▶ **Data shown**:
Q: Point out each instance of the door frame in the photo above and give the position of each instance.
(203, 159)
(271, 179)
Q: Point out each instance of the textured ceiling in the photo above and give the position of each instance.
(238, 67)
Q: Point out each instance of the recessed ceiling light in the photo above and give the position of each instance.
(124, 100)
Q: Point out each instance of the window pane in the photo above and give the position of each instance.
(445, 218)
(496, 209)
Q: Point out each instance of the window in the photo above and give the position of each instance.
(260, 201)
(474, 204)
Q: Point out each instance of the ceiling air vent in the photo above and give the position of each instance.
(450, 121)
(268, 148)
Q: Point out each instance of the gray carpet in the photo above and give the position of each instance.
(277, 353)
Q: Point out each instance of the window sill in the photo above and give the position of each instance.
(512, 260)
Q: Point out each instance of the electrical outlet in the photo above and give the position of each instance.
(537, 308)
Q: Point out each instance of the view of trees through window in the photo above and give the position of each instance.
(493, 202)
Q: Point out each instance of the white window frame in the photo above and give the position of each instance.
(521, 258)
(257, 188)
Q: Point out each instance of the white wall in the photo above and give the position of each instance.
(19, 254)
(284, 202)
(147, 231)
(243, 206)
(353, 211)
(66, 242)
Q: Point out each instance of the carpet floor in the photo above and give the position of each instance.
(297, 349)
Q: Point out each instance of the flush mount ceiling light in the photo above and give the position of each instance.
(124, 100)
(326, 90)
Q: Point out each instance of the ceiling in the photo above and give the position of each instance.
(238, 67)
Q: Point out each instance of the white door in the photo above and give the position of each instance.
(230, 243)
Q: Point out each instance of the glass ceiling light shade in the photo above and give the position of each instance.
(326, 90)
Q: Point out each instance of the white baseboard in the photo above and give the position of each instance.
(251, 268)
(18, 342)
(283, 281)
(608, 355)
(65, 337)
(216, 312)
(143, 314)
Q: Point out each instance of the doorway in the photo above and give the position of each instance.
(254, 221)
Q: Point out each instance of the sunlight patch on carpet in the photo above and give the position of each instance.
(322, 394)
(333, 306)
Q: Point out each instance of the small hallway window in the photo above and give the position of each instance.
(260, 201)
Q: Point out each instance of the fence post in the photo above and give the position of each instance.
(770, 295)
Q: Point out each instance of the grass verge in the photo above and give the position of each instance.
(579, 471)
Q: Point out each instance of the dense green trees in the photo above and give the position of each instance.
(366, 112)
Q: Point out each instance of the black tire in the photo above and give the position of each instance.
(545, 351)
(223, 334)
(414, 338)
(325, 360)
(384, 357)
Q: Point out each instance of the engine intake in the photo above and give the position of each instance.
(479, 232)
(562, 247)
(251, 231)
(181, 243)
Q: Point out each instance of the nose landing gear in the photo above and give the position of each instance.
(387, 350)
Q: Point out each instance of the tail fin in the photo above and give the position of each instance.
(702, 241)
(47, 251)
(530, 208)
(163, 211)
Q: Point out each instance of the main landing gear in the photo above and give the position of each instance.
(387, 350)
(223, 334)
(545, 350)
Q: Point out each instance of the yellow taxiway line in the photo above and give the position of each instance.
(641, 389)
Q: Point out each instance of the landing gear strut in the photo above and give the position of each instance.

▶ **Required action**:
Exactly the lines from the one that holds "Q: Point out each instance of the yellow" through the final line of the records above should be written out, and only those.

▶ **Solution for this problem**:
Q: Point out each instance of the yellow taxiway line in the photo above and give the position of each instance.
(641, 389)
Q: Point out each instance of the landing gear strut in the photo above and give the position of each instance.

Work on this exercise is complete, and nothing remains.